═══ Records

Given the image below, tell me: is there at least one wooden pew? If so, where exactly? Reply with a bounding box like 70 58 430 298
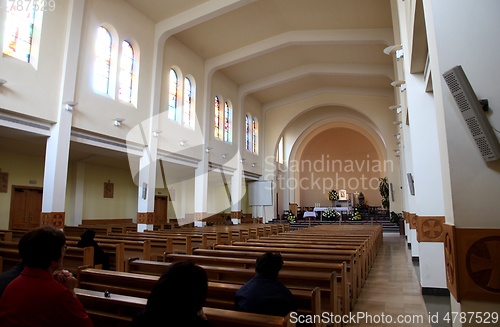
0 231 12 242
66 241 128 271
78 269 314 326
75 288 295 327
164 254 352 312
0 242 94 276
193 247 361 308
124 260 340 314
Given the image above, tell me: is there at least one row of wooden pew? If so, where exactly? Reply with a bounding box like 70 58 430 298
0 225 382 326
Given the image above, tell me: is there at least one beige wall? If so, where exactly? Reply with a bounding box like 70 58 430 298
0 152 44 229
298 128 383 206
83 164 138 219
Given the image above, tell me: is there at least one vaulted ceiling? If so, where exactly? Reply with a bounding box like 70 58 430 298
124 0 394 104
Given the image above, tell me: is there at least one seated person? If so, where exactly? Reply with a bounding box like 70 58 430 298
0 226 93 327
76 229 109 270
0 260 26 297
234 252 297 317
132 260 214 327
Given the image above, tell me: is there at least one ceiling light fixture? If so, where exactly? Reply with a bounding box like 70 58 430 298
64 101 78 111
115 117 125 126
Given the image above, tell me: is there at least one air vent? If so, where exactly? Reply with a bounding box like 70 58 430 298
443 66 500 161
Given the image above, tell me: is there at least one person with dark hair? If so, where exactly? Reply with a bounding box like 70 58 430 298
76 229 109 270
0 226 93 327
0 260 26 297
132 260 214 327
234 252 297 317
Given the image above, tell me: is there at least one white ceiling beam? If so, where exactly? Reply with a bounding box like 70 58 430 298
205 28 394 73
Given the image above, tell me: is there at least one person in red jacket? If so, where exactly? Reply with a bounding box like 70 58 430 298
0 226 93 327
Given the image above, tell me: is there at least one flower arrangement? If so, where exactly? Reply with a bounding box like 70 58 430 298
328 190 339 201
323 208 340 221
349 204 361 220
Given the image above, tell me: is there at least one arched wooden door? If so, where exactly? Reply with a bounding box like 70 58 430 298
155 195 168 224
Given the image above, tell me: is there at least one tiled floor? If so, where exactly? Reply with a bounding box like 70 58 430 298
346 233 431 327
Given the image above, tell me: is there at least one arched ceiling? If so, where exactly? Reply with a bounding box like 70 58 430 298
124 0 394 104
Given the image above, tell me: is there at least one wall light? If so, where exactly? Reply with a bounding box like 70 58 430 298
391 80 406 87
64 101 78 111
115 117 125 126
384 44 403 56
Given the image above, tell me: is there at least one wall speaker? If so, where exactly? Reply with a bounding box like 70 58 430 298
443 66 500 161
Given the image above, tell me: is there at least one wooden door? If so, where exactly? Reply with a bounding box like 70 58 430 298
155 195 168 224
9 186 43 229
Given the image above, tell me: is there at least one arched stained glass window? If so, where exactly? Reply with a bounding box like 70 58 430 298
224 101 232 142
245 115 252 151
168 68 179 120
94 26 111 94
252 118 259 154
119 41 134 102
3 6 35 62
214 96 220 139
182 77 193 127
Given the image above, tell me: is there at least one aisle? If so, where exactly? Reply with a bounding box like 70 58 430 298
346 233 431 327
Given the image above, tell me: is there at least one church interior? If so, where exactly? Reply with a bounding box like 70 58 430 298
0 0 500 326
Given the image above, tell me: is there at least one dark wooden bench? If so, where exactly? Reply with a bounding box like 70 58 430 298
75 288 295 327
128 260 341 314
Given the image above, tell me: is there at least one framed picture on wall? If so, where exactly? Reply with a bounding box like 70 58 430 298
104 181 115 199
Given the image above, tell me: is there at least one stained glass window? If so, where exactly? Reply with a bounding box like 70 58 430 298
3 6 35 62
168 68 179 120
214 96 220 139
94 26 111 94
224 102 231 142
252 118 259 153
119 41 134 102
182 77 192 127
245 115 251 151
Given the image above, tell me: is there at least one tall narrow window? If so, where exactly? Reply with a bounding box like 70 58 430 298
182 77 193 127
252 118 259 154
119 41 134 102
214 96 220 139
245 115 252 151
3 6 35 62
94 26 111 94
224 101 232 142
168 68 179 120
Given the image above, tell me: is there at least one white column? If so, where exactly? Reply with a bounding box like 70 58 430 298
42 0 85 228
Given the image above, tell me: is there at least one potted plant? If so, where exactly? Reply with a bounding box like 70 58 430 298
323 208 340 221
328 190 339 207
378 177 390 211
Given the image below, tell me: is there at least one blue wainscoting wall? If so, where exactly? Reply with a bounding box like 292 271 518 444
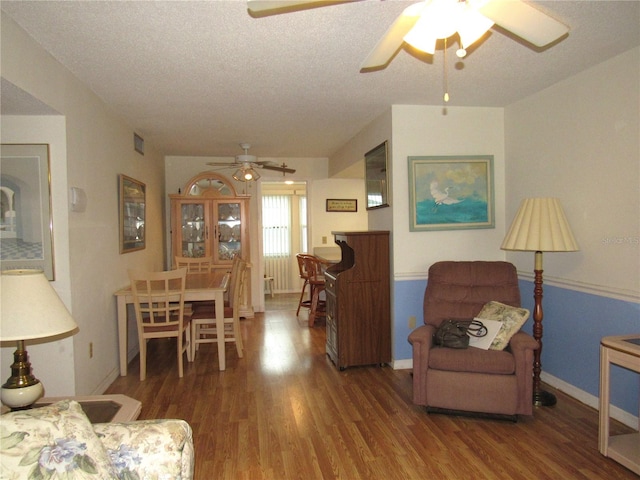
393 280 640 416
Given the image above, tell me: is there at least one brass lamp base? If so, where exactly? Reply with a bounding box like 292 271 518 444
533 390 557 407
0 340 44 410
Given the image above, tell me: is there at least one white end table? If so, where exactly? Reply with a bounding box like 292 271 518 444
598 334 640 475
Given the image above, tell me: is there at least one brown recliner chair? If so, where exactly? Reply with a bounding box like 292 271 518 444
409 261 538 420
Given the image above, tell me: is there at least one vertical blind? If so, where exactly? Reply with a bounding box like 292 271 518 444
262 195 291 291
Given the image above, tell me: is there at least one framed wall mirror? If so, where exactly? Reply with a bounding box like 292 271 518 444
120 175 146 253
364 141 389 210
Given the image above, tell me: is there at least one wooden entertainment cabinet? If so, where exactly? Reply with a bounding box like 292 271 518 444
325 231 391 370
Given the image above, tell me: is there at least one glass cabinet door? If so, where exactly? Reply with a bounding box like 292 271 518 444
180 203 208 257
215 200 243 263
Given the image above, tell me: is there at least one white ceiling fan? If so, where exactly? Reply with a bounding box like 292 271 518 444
247 0 569 70
207 143 296 182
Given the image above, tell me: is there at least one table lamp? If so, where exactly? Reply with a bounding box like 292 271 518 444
0 270 78 410
500 198 579 406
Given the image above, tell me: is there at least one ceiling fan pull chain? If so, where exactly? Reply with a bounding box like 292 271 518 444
442 38 449 103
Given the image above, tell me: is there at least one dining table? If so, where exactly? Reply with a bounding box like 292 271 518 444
114 270 229 377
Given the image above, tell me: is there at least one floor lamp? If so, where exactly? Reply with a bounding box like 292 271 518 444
500 198 579 406
0 270 78 410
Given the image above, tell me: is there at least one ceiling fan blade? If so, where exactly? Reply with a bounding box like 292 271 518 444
247 0 350 16
360 5 422 70
206 162 239 167
261 165 296 173
478 0 569 47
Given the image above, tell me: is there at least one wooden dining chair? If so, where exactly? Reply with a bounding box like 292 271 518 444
174 255 213 273
191 256 247 358
174 255 214 309
129 268 193 381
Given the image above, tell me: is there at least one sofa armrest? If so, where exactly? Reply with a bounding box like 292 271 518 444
93 419 194 480
509 332 538 415
409 325 436 405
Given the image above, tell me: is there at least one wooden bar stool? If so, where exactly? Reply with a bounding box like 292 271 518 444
303 255 326 327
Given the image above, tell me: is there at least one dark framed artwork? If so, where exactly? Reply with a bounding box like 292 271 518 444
364 142 389 210
408 155 495 231
119 175 146 253
0 144 55 280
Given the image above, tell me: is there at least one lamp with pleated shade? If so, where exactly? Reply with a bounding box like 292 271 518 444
0 270 78 410
500 198 579 406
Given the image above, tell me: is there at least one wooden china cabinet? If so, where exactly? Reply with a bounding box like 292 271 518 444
169 172 253 317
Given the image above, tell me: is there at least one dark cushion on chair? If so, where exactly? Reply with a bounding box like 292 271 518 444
424 261 520 327
429 347 516 375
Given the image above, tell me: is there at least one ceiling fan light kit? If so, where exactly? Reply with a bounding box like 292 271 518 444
247 0 569 71
207 143 296 183
403 0 493 56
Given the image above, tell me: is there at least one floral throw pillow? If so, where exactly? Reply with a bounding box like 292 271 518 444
0 400 118 480
476 301 529 350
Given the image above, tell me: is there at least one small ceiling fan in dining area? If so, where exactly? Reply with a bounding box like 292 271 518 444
207 143 296 182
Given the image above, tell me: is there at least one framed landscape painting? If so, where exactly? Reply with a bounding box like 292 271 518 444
408 155 495 231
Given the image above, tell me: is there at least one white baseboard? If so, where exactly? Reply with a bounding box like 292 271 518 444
391 358 413 370
540 372 638 429
391 358 638 429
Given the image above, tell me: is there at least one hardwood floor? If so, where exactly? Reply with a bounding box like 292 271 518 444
106 295 638 480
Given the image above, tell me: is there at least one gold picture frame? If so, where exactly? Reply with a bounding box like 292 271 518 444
408 155 495 232
118 174 146 253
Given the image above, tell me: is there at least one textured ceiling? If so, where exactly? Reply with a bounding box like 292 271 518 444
1 0 640 157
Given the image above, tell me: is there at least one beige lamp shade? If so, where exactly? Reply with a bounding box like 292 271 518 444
500 198 579 252
0 270 78 341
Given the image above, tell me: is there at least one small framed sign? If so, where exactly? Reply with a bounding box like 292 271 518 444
327 198 358 212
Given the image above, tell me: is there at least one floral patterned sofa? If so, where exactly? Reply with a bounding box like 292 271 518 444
0 400 194 480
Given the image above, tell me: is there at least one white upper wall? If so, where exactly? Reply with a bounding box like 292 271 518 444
165 156 367 311
391 105 505 279
505 48 640 299
1 15 164 395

══════

Goal:
Could you repeat the listing, starting at the line that has "one white column?" and stopping after the line with "393 280 640 416", renaming "potted plant" to "houseplant" and changing nothing else? Leave the picture out of your answer.

Full output:
Given the image above, tell me: is there at least one white column? If so, where exactly? Reply with a bounding box like 70 58 430 298
42 0 85 228
Given the image above, tell me: is there at least one houseplant? If so, where exactly? Reply with a bounding box like 70 58 430 298
323 208 340 221
328 190 339 207
378 177 390 211
Given the image below, tell me: is there at least one blue wainscoting wall? If so, where exactly? Reply with a bounding box like 292 271 518 444
393 280 640 416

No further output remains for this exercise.